* **Objective**
Extract every line from the material below that contains the word "white".

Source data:
[start]

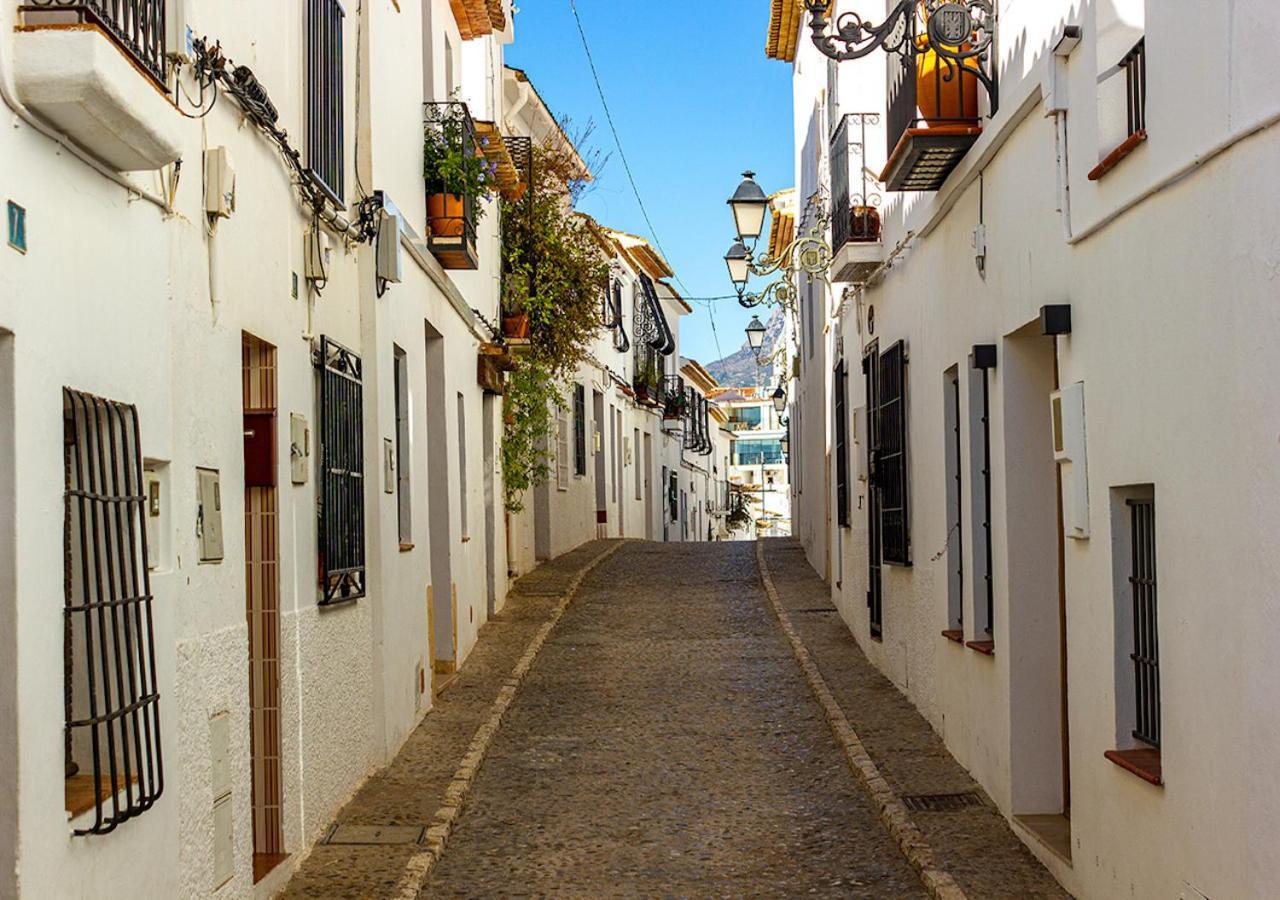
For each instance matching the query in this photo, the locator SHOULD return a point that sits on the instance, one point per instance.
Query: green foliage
(554, 270)
(449, 165)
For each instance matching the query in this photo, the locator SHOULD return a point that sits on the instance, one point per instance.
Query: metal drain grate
(942, 803)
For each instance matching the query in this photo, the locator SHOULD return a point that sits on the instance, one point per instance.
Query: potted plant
(453, 168)
(865, 224)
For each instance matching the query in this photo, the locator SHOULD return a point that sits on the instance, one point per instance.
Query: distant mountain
(739, 369)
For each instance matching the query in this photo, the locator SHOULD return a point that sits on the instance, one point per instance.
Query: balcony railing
(136, 26)
(451, 218)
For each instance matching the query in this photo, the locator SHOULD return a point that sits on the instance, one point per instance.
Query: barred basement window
(891, 462)
(342, 474)
(579, 430)
(112, 741)
(325, 128)
(841, 392)
(1146, 639)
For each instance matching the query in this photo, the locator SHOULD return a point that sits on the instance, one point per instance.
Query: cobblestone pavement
(976, 844)
(666, 744)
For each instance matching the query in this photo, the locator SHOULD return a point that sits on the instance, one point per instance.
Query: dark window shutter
(891, 460)
(841, 396)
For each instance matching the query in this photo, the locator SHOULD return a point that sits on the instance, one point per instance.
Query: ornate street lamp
(749, 205)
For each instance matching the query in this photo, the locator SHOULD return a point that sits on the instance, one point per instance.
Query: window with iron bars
(112, 740)
(325, 126)
(1146, 639)
(342, 474)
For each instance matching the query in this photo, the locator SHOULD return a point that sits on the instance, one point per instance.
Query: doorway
(440, 615)
(263, 599)
(1033, 547)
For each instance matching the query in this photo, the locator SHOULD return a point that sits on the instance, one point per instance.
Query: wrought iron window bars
(136, 26)
(342, 474)
(112, 694)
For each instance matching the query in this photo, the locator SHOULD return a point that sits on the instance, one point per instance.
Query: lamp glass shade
(749, 205)
(739, 264)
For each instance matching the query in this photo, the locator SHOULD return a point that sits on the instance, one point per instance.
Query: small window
(403, 453)
(325, 110)
(112, 740)
(579, 430)
(462, 464)
(342, 474)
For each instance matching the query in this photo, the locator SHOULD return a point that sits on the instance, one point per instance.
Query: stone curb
(890, 807)
(419, 867)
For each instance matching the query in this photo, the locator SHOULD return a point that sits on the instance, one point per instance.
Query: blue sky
(695, 103)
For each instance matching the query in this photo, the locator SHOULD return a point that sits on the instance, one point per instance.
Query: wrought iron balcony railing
(136, 26)
(451, 216)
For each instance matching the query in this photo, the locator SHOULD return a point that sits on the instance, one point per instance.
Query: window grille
(1134, 65)
(841, 397)
(325, 127)
(342, 474)
(1146, 640)
(110, 691)
(579, 430)
(891, 462)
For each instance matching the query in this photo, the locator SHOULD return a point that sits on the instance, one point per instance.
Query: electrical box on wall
(300, 448)
(389, 249)
(219, 183)
(316, 255)
(209, 515)
(1066, 412)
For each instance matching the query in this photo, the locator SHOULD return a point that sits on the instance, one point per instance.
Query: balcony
(933, 118)
(96, 71)
(855, 223)
(452, 170)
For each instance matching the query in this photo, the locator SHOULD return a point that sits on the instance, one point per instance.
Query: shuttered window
(841, 412)
(342, 474)
(325, 126)
(579, 430)
(891, 461)
(112, 699)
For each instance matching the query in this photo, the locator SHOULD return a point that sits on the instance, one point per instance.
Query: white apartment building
(248, 455)
(1038, 387)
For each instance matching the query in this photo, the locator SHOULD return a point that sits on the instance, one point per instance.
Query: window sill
(1143, 762)
(986, 648)
(1118, 155)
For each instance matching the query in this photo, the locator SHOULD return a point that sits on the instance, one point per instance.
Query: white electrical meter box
(300, 448)
(1066, 414)
(219, 183)
(315, 255)
(388, 247)
(209, 515)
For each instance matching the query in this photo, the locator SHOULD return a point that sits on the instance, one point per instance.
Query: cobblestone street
(666, 743)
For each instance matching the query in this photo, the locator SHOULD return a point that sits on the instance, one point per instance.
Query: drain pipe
(65, 142)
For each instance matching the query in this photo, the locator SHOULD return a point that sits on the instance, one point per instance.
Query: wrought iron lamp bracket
(958, 31)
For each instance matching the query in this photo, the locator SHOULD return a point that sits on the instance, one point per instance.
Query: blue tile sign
(17, 227)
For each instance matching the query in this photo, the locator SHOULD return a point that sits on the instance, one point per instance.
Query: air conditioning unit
(1066, 412)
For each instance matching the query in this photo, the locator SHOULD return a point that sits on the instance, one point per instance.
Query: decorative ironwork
(854, 215)
(342, 474)
(136, 26)
(325, 108)
(958, 32)
(808, 254)
(112, 697)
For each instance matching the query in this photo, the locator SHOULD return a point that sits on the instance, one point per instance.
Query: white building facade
(1034, 455)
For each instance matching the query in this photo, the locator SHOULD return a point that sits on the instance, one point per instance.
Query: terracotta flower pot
(446, 214)
(516, 325)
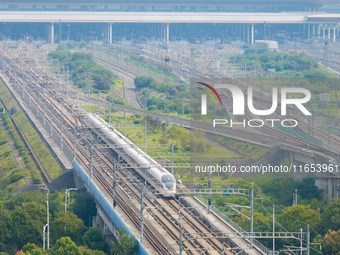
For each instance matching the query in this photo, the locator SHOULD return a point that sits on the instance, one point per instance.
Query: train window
(168, 180)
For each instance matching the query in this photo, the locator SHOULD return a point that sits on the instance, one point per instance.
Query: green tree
(297, 216)
(144, 82)
(87, 251)
(31, 249)
(67, 224)
(27, 223)
(84, 206)
(330, 217)
(126, 245)
(94, 240)
(65, 246)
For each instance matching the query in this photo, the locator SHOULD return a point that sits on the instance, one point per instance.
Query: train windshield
(168, 180)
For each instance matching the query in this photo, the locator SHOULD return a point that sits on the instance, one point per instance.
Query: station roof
(290, 3)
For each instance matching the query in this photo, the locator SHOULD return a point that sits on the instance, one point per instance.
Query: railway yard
(166, 220)
(162, 227)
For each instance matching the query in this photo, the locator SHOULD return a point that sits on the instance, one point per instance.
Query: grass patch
(46, 159)
(250, 150)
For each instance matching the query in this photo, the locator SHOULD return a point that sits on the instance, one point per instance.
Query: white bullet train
(158, 177)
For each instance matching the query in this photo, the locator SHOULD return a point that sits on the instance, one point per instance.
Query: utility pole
(141, 217)
(91, 160)
(48, 218)
(251, 215)
(67, 197)
(172, 157)
(51, 120)
(295, 197)
(182, 112)
(44, 107)
(180, 227)
(301, 253)
(125, 123)
(273, 229)
(308, 239)
(74, 141)
(110, 113)
(44, 238)
(98, 104)
(114, 181)
(209, 187)
(145, 133)
(29, 100)
(61, 129)
(37, 105)
(329, 129)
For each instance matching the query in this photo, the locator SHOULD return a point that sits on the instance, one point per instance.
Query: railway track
(33, 76)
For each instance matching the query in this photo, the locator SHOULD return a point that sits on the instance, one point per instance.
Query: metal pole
(251, 215)
(65, 200)
(308, 239)
(125, 123)
(336, 104)
(180, 227)
(301, 253)
(68, 83)
(23, 91)
(48, 223)
(172, 157)
(88, 97)
(110, 113)
(273, 229)
(98, 104)
(51, 119)
(182, 112)
(44, 107)
(309, 132)
(329, 129)
(141, 217)
(145, 135)
(114, 185)
(61, 129)
(37, 105)
(209, 187)
(91, 160)
(29, 101)
(74, 141)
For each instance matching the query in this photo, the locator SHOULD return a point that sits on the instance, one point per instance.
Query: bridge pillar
(252, 34)
(110, 33)
(52, 33)
(167, 33)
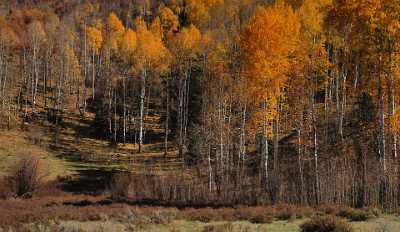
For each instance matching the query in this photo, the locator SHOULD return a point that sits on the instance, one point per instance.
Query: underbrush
(326, 224)
(355, 214)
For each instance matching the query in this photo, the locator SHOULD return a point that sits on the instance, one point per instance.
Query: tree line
(273, 101)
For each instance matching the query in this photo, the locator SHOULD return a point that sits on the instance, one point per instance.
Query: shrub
(202, 215)
(328, 209)
(354, 214)
(285, 212)
(120, 186)
(226, 227)
(376, 212)
(258, 215)
(162, 217)
(326, 224)
(25, 178)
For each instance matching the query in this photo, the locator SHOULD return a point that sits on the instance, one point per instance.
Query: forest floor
(84, 163)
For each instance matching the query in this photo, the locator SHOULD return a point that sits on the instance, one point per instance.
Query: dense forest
(262, 101)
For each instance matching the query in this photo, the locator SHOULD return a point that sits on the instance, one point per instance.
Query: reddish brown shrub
(326, 224)
(25, 178)
(328, 209)
(120, 186)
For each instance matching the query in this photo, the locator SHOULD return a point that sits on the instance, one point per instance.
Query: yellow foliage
(128, 43)
(269, 44)
(150, 50)
(95, 38)
(115, 30)
(169, 21)
(187, 42)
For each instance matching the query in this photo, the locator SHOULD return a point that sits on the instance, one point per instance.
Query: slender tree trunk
(343, 104)
(124, 102)
(166, 119)
(382, 149)
(93, 75)
(314, 119)
(299, 151)
(142, 96)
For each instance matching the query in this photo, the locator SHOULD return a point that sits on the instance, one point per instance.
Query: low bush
(120, 186)
(25, 178)
(226, 227)
(328, 209)
(326, 224)
(256, 215)
(354, 214)
(376, 212)
(285, 212)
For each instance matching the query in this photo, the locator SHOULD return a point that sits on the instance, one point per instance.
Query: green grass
(15, 146)
(383, 224)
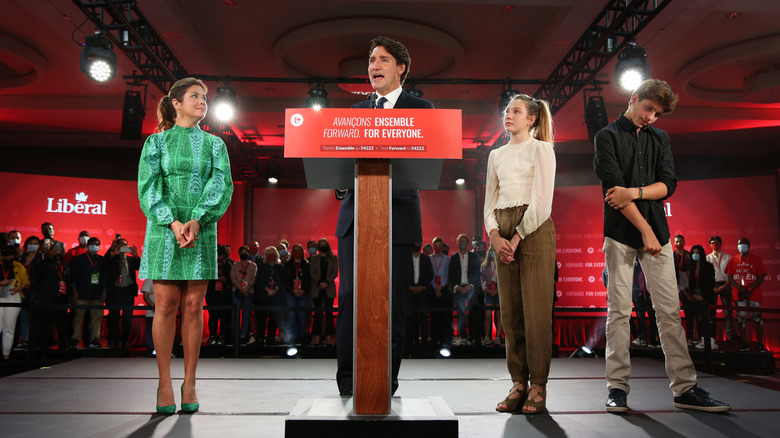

[end]

* **Answer to this exercise**
Query: white apartment building
Query: white electrical meter box
Query: white building facade
Query: white bullet train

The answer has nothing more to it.